Lines from the one containing "kurta? Mark that spot." through the end of the data are to be returned exactly, and no others.

++++++

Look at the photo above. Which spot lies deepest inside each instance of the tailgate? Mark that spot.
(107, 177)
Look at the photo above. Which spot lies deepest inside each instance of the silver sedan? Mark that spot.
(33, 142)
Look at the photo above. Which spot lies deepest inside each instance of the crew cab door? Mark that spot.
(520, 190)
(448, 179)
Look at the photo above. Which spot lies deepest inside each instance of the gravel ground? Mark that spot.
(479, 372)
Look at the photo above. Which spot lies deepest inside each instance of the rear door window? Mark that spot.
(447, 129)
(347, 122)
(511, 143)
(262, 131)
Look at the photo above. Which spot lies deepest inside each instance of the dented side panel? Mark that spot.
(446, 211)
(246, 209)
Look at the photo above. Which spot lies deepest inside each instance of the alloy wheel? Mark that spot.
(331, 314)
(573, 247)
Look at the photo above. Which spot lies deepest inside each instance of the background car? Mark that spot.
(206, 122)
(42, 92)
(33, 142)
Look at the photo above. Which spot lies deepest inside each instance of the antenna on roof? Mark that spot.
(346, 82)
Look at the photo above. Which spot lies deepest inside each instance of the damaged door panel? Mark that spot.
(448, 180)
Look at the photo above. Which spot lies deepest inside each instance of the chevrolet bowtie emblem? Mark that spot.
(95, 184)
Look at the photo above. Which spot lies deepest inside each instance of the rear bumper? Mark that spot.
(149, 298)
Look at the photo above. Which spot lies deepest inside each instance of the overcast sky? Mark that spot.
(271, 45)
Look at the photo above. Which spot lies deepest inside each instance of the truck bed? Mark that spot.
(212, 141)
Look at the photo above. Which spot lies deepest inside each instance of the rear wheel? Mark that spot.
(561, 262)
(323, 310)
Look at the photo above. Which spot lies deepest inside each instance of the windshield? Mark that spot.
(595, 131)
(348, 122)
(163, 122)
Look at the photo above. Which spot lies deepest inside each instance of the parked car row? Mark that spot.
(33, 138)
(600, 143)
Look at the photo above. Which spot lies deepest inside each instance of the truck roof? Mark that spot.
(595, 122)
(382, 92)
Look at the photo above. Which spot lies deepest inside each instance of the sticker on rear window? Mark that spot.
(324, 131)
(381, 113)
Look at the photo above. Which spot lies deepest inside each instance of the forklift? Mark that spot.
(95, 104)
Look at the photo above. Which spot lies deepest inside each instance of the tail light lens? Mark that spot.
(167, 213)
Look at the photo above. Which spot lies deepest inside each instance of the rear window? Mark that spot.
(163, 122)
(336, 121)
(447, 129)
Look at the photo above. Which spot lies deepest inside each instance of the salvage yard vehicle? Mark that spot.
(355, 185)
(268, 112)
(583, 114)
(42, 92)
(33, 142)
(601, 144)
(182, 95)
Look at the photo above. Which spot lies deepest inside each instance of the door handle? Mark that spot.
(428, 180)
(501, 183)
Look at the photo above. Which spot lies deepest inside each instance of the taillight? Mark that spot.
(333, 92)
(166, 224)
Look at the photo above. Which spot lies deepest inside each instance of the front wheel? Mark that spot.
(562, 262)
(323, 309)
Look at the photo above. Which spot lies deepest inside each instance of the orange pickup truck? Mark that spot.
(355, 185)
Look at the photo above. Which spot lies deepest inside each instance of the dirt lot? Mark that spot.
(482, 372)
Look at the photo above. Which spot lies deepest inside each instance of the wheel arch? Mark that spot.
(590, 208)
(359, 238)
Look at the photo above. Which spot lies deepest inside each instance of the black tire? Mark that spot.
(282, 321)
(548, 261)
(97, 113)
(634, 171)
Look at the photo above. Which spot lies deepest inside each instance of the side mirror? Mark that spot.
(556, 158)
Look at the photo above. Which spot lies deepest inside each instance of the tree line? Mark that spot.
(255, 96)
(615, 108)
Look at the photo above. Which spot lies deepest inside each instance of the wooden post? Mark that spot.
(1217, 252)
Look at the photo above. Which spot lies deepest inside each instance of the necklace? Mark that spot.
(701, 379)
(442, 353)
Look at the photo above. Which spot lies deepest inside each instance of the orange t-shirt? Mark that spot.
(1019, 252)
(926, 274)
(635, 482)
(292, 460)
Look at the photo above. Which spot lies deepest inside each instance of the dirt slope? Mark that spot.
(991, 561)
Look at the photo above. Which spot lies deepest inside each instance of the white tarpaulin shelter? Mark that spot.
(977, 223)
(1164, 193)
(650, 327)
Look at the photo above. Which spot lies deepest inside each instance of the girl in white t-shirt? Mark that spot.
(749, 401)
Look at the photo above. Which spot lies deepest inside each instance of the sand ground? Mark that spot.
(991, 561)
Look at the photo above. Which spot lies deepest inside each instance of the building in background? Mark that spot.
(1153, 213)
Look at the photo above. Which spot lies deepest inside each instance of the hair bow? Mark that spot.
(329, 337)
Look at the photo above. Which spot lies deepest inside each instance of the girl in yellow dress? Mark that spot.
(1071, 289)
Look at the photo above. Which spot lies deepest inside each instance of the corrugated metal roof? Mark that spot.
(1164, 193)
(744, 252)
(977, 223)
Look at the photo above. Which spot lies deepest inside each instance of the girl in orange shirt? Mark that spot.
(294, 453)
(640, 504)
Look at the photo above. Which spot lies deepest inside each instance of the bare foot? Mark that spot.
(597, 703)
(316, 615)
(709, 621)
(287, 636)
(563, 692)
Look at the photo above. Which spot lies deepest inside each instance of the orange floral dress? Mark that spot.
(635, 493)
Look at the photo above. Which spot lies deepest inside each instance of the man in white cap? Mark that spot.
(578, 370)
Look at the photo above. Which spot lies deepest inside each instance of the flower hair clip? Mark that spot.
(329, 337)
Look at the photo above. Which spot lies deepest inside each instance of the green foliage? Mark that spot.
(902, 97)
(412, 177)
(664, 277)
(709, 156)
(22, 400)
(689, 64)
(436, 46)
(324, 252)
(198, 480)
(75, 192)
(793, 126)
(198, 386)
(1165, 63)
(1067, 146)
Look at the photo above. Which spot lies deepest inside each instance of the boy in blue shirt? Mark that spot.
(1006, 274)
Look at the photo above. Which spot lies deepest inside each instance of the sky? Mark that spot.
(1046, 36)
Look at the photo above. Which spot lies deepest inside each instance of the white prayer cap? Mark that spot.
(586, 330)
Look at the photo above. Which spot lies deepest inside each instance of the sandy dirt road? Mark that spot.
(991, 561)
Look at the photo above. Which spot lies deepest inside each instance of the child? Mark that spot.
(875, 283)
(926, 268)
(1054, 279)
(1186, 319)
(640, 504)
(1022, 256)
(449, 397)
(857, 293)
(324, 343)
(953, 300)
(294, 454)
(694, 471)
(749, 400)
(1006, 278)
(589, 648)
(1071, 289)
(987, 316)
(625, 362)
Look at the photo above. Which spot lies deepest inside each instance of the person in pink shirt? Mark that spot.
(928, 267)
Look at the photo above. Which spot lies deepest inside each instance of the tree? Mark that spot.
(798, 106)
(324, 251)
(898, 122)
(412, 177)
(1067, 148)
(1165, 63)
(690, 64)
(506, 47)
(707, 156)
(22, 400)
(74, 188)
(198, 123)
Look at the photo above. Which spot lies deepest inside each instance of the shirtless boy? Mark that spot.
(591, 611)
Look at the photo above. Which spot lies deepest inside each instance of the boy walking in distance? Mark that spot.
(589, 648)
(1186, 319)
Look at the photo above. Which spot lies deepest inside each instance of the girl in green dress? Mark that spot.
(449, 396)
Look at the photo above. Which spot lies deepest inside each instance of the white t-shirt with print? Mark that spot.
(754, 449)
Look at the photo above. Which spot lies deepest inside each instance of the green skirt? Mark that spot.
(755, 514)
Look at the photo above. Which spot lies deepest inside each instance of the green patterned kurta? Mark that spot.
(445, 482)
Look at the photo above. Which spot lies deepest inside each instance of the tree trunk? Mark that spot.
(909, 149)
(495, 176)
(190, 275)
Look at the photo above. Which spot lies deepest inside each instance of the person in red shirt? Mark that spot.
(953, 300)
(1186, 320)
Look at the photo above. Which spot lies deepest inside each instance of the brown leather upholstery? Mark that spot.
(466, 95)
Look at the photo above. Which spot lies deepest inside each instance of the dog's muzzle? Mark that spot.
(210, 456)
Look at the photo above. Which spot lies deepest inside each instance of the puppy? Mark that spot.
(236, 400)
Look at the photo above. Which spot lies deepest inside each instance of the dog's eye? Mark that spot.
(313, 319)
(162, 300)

++++++

* _Task answer_
Look at the photo above. Which spot lies deepest inside each instance of the green patterned kurta? Mark that spot.
(445, 482)
Look at the photo above. Which spot lies deepest inside each instance of the tree trunk? Mark that spot.
(909, 149)
(495, 176)
(190, 275)
Look at the photo above. Which spot lies deepest inside each instance of the person in red shirt? Mark that spot.
(953, 300)
(1186, 320)
Look at the photo above. Which spot lies deepest inside each instance of the brown leather upholstery? Mark that spot.
(466, 95)
Look at the photo above. Which spot lies deepest inside each instance of the dog's muzzle? Mark that spot.
(210, 456)
Look at the photo above. Which spot lies deepest inside each instance of the puppy? Mark that spot.
(236, 400)
Look at the photo above. Which spot lies deepest inside each instance of the dog's eye? Mark that spot.
(313, 319)
(162, 300)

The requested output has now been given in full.